- [Exercise details]: Count the lines in the entries below that contain the string "glass". How many are there? Reply with the number alone.

↓

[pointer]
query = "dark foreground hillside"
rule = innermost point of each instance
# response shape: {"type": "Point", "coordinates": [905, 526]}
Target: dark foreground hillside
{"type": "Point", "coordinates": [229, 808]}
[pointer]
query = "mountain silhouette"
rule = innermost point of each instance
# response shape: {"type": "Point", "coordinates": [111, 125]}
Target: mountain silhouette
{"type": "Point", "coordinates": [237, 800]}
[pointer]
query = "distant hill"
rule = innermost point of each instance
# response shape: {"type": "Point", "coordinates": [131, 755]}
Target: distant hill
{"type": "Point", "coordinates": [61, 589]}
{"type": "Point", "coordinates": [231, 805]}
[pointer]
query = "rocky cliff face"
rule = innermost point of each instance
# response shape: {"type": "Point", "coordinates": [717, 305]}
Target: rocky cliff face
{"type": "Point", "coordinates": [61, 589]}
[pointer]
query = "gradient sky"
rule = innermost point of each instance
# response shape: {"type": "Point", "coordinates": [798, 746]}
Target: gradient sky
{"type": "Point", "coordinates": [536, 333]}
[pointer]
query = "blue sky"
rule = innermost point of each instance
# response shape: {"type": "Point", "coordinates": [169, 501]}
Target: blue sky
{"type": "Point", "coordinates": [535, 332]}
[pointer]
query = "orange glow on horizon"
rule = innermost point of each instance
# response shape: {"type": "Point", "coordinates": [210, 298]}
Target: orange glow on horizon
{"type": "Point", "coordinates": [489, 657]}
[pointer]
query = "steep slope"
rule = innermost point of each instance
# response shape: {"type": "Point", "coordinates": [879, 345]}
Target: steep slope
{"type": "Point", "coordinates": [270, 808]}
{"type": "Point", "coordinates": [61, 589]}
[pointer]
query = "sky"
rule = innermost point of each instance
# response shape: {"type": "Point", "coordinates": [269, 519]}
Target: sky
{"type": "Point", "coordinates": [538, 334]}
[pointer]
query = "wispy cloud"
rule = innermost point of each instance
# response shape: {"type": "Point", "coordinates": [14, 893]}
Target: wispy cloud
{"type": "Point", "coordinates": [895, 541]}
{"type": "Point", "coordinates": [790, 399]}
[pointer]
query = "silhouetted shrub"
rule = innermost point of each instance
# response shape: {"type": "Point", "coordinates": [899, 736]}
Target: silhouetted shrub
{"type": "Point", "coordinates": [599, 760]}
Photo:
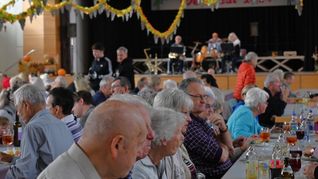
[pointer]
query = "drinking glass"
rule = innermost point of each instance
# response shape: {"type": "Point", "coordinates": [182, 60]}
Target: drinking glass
{"type": "Point", "coordinates": [300, 133]}
{"type": "Point", "coordinates": [291, 138]}
{"type": "Point", "coordinates": [7, 136]}
{"type": "Point", "coordinates": [295, 162]}
{"type": "Point", "coordinates": [265, 134]}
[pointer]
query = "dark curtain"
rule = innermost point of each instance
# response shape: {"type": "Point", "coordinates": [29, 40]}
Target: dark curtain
{"type": "Point", "coordinates": [279, 29]}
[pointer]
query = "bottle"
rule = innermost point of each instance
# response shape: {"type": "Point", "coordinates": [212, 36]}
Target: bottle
{"type": "Point", "coordinates": [287, 172]}
{"type": "Point", "coordinates": [17, 132]}
{"type": "Point", "coordinates": [293, 122]}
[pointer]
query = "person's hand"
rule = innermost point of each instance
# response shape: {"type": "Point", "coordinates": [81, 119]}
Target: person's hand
{"type": "Point", "coordinates": [238, 141]}
{"type": "Point", "coordinates": [218, 120]}
{"type": "Point", "coordinates": [308, 151]}
{"type": "Point", "coordinates": [216, 129]}
{"type": "Point", "coordinates": [309, 170]}
{"type": "Point", "coordinates": [285, 94]}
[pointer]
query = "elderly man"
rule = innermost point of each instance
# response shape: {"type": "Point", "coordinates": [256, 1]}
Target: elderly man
{"type": "Point", "coordinates": [210, 156]}
{"type": "Point", "coordinates": [108, 147]}
{"type": "Point", "coordinates": [101, 66]}
{"type": "Point", "coordinates": [277, 100]}
{"type": "Point", "coordinates": [44, 137]}
{"type": "Point", "coordinates": [246, 74]}
{"type": "Point", "coordinates": [125, 67]}
{"type": "Point", "coordinates": [120, 85]}
{"type": "Point", "coordinates": [144, 109]}
{"type": "Point", "coordinates": [83, 106]}
{"type": "Point", "coordinates": [60, 103]}
{"type": "Point", "coordinates": [105, 90]}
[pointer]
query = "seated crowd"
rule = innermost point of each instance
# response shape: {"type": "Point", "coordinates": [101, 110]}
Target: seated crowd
{"type": "Point", "coordinates": [178, 132]}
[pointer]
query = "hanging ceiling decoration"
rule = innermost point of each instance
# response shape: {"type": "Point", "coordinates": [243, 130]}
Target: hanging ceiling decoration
{"type": "Point", "coordinates": [37, 7]}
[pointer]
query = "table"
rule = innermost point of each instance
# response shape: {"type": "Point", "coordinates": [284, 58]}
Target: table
{"type": "Point", "coordinates": [237, 171]}
{"type": "Point", "coordinates": [3, 165]}
{"type": "Point", "coordinates": [280, 62]}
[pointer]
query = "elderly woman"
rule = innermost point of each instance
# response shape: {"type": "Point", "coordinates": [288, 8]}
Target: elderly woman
{"type": "Point", "coordinates": [243, 121]}
{"type": "Point", "coordinates": [179, 101]}
{"type": "Point", "coordinates": [168, 126]}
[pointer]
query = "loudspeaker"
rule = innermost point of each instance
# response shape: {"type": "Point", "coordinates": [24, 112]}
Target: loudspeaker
{"type": "Point", "coordinates": [71, 30]}
{"type": "Point", "coordinates": [254, 29]}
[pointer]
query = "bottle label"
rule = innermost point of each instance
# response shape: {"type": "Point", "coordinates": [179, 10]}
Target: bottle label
{"type": "Point", "coordinates": [19, 133]}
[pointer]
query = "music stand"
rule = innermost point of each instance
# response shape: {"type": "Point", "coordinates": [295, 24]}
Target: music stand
{"type": "Point", "coordinates": [227, 48]}
{"type": "Point", "coordinates": [177, 50]}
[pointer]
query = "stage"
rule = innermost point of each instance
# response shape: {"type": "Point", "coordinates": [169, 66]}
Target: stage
{"type": "Point", "coordinates": [303, 80]}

↑

- [The answer]: 2